[Records of labeled points]
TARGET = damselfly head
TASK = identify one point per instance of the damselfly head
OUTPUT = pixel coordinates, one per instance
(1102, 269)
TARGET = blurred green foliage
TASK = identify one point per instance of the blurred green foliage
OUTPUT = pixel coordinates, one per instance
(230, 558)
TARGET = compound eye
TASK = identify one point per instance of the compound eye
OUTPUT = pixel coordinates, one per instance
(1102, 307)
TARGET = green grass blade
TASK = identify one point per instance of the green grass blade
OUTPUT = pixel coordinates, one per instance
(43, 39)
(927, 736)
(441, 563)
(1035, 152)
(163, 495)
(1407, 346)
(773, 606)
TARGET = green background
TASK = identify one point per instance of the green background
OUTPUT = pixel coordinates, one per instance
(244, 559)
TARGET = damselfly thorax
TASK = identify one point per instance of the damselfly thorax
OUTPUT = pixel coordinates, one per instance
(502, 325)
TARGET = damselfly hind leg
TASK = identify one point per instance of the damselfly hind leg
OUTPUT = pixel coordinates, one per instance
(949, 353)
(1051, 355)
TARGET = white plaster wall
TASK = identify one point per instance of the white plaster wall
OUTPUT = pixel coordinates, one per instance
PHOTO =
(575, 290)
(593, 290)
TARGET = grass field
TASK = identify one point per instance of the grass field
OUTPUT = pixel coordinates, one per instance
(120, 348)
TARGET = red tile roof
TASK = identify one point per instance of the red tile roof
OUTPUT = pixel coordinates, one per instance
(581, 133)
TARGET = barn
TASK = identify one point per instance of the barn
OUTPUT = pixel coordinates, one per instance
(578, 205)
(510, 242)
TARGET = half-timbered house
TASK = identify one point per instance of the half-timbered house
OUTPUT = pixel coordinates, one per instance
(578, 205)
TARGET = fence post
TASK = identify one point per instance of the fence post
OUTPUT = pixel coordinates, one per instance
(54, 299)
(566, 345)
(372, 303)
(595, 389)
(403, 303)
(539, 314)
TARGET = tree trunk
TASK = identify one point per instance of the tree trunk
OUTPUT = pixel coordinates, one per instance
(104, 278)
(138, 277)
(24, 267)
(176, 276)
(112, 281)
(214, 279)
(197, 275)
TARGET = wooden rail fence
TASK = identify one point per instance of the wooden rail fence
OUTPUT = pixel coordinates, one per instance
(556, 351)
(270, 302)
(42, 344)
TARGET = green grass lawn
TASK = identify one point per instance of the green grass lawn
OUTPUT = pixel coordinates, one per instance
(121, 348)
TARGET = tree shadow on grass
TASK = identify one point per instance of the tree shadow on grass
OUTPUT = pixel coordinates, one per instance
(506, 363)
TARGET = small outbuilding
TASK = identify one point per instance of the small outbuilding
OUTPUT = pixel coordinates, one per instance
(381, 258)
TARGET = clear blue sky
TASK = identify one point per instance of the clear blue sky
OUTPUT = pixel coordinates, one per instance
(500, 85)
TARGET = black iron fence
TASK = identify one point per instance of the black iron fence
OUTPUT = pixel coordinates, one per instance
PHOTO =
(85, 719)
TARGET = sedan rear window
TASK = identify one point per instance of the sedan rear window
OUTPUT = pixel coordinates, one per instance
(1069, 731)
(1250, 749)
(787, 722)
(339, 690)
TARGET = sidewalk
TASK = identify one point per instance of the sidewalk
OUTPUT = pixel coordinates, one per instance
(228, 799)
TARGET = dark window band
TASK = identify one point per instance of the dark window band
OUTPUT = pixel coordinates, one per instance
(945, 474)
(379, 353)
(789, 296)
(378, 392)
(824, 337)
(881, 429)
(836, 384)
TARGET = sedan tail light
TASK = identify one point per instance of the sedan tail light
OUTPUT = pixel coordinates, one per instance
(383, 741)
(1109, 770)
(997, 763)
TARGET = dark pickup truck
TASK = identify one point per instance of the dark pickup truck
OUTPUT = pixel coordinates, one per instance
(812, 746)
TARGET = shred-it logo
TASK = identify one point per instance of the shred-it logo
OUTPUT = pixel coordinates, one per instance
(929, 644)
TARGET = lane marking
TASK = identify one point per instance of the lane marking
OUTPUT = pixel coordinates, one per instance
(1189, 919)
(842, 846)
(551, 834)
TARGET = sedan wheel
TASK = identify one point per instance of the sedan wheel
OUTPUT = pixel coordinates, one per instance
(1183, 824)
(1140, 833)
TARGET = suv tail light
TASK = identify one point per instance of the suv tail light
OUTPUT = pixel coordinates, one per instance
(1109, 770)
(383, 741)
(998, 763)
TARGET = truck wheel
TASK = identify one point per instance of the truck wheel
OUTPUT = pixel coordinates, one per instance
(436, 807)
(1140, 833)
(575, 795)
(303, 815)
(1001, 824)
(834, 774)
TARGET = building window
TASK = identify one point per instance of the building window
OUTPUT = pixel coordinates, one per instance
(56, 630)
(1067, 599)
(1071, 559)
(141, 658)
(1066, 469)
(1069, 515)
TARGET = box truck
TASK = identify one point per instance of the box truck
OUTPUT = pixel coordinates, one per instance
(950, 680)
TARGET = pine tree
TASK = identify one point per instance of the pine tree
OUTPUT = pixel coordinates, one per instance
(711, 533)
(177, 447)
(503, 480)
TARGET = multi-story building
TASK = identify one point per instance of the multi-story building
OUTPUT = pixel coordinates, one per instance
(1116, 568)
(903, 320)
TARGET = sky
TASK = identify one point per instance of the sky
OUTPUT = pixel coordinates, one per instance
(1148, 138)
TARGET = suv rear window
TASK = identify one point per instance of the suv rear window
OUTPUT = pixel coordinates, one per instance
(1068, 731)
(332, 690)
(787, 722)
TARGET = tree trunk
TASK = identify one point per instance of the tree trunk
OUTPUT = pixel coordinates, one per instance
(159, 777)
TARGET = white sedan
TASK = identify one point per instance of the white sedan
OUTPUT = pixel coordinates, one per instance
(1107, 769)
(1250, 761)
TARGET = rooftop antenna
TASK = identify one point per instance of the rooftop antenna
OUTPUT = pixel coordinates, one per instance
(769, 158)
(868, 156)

### Exercise aim
Render every line of the listing above as a JSON array of strings, one string per line, omitting any blank lines.

### Output of the task
[
  "TARGET = damselfly head",
  "TASK = identify one point per instance of the damselfly head",
  "OUTPUT = pixel coordinates, one per instance",
  "(1102, 269)",
  "TARGET = blurred green foliage",
  "TASK = identify one point per instance of the blurred green foliage",
  "OUTPUT = pixel coordinates, one per instance",
  "(230, 558)",
  "TARGET = compound eye",
  "TASK = identify one point per instance of the compound eye",
  "OUTPUT = pixel coordinates, one per instance",
  "(1102, 307)",
  "TARGET = green grass blade",
  "TASK = identify one point per instance of the green grass blade",
  "OUTPUT = pixel coordinates, one per instance",
  "(43, 39)",
  "(927, 736)",
  "(441, 563)",
  "(1035, 152)",
  "(163, 495)",
  "(1407, 346)",
  "(773, 606)",
  "TARGET = green background",
  "TASK = identify one point per instance of the green background",
  "OUTPUT = pixel coordinates, one per instance",
  "(244, 559)",
  "TARGET = damselfly thorax",
  "TASK = identify one point per instance of the damselfly thorax",
  "OUTPUT = pixel coordinates, one per instance",
  "(502, 325)",
  "TARGET = damselfly hind leg",
  "TASK = identify one point per instance of the damselfly hind leg",
  "OUTPUT = pixel coordinates, one per instance",
  "(949, 353)",
  "(1051, 355)",
  "TARGET = white plaster wall",
  "TASK = identify one point per instance of the white plaster wall",
  "OUTPUT = pixel coordinates, one per instance",
  "PHOTO =",
  "(575, 290)",
  "(593, 290)",
  "TARGET = grass field",
  "TASK = identify one point per instance of the grass field",
  "OUTPUT = pixel coordinates, one per instance",
  "(120, 348)",
  "TARGET = red tile roof",
  "TASK = identify one point per instance of the red tile roof",
  "OUTPUT = pixel coordinates, one per instance",
  "(581, 133)",
  "TARGET = barn",
  "TASK = identify one point per instance of the barn",
  "OUTPUT = pixel coordinates, one per instance",
  "(578, 205)",
  "(510, 242)",
  "TARGET = half-timbered house",
  "TASK = identify one point per instance of the half-timbered house",
  "OUTPUT = pixel coordinates, one per instance",
  "(578, 205)",
  "TARGET = fence post",
  "TASK = identify one point per instance of the fence post",
  "OUTPUT = pixel coordinates, one per instance",
  "(54, 299)",
  "(566, 345)",
  "(372, 303)",
  "(595, 389)",
  "(403, 303)",
  "(539, 314)",
  "TARGET = tree trunk",
  "TASK = identify one point per instance of the tree trunk",
  "OUTPUT = pixel coordinates, one per instance",
  "(104, 278)",
  "(138, 277)",
  "(24, 267)",
  "(176, 276)",
  "(112, 281)",
  "(214, 279)",
  "(197, 275)",
  "TARGET = wooden rail fence",
  "TASK = identify one point per instance of the wooden rail fence",
  "OUTPUT = pixel coordinates, one per instance",
  "(556, 351)",
  "(270, 302)",
  "(42, 344)",
  "TARGET = green grass lawn",
  "TASK = identify one point per instance of the green grass lawn",
  "OUTPUT = pixel coordinates, one per instance",
  "(121, 348)",
  "TARGET = tree shadow on grass",
  "TASK = identify one point per instance of the tree shadow on grass",
  "OUTPUT = pixel coordinates, one per instance",
  "(506, 363)",
  "TARGET = small outbuilding",
  "TASK = identify one point per instance of the small outbuilding",
  "OUTPUT = pixel coordinates, one per instance",
  "(381, 258)",
  "TARGET = clear blue sky",
  "TASK = identify one point per instance of the clear blue sky",
  "OUTPUT = pixel coordinates, one per instance",
  "(500, 85)",
  "TARGET = black iron fence",
  "TASK = identify one point per instance of the black iron fence",
  "OUTPUT = pixel coordinates, one per instance",
  "PHOTO =",
  "(85, 719)",
  "TARGET = sedan rear window",
  "TASK = identify one point per instance of the sedan rear window",
  "OUTPUT = pixel coordinates, one per instance",
  "(1069, 731)",
  "(1250, 749)",
  "(787, 722)",
  "(339, 690)",
  "TARGET = sidewalk",
  "TASK = identify one point per instance of the sidewalk",
  "OUTPUT = pixel coordinates, one per instance",
  "(228, 799)",
  "TARGET = dark window band",
  "TASK = identify one point per instance of the dark window band",
  "OUTPUT = pixel coordinates, one per instance",
  "(945, 474)",
  "(379, 353)",
  "(789, 296)",
  "(378, 392)",
  "(824, 337)",
  "(881, 429)",
  "(836, 384)",
  "TARGET = sedan tail light",
  "TASK = identify one point per instance of the sedan tail light",
  "OUTPUT = pixel coordinates, one per instance",
  "(383, 741)",
  "(1109, 770)",
  "(997, 763)",
  "TARGET = dark pickup truck",
  "TASK = identify one point per instance of the dark pickup truck",
  "OUTPUT = pixel coordinates, one per instance",
  "(812, 746)",
  "TARGET = shred-it logo",
  "TASK = identify one point per instance of the shred-it logo",
  "OUTPUT = pixel coordinates, one per instance",
  "(929, 644)",
  "TARGET = lane marking",
  "TASK = identify one point per instance of the lane marking",
  "OUTPUT = pixel coordinates, one per instance",
  "(1189, 919)",
  "(842, 846)",
  "(551, 834)",
  "TARGET = sedan wheel",
  "TASK = identify one point per instance of the sedan wheel",
  "OUTPUT = pixel coordinates, one per instance",
  "(1183, 824)",
  "(1140, 833)",
  "TARGET = suv tail light",
  "TASK = identify one point per instance of the suv tail light",
  "OUTPUT = pixel coordinates, one per instance",
  "(1109, 770)",
  "(383, 741)",
  "(998, 763)",
  "TARGET = truck wheel",
  "TASK = identify one point per instance of the truck wheel",
  "OUTPUT = pixel coordinates, one per instance",
  "(436, 807)",
  "(1140, 833)",
  "(575, 795)",
  "(303, 815)",
  "(1001, 824)",
  "(834, 774)",
  "TARGET = building window",
  "TASK = identify one point per instance of the building window",
  "OUTPUT = pixel coordinates, one per instance",
  "(56, 630)",
  "(1067, 599)",
  "(1071, 559)",
  "(141, 658)",
  "(1066, 469)",
  "(1069, 515)",
  "TARGET = box truck",
  "TASK = identify one point per instance of the box truck",
  "OUTPUT = pixel coordinates, one per instance",
  "(950, 680)",
  "TARGET = pine tree",
  "TASK = identify one point per instance of the pine tree",
  "OUTPUT = pixel coordinates, one per instance",
  "(711, 533)",
  "(177, 447)",
  "(503, 480)",
  "TARGET = multi-story building",
  "TASK = identify one point per instance of the multi-story building",
  "OUTPUT = pixel coordinates, one per instance",
  "(1116, 568)",
  "(903, 320)",
  "TARGET = sky",
  "TASK = identify one point per instance of the sky",
  "OUTPUT = pixel coordinates, one per instance",
  "(1148, 138)",
  "TARGET = suv rear window",
  "TASK = identify one point per instance of the suv rear window",
  "OUTPUT = pixel coordinates, one per instance",
  "(1068, 731)",
  "(332, 690)",
  "(787, 722)",
  "TARGET = tree trunk",
  "TASK = identify one point per instance of the tree trunk",
  "OUTPUT = pixel coordinates, one per instance",
  "(159, 777)",
  "TARGET = white sedan",
  "TASK = identify one point per instance of the white sedan",
  "OUTPUT = pixel coordinates, one per instance",
  "(1107, 769)",
  "(1250, 761)",
  "TARGET = rooftop antenna",
  "TASK = identify one point per instance of the rooftop antenna",
  "OUTPUT = pixel coordinates, one per instance",
  "(769, 158)",
  "(868, 156)"
]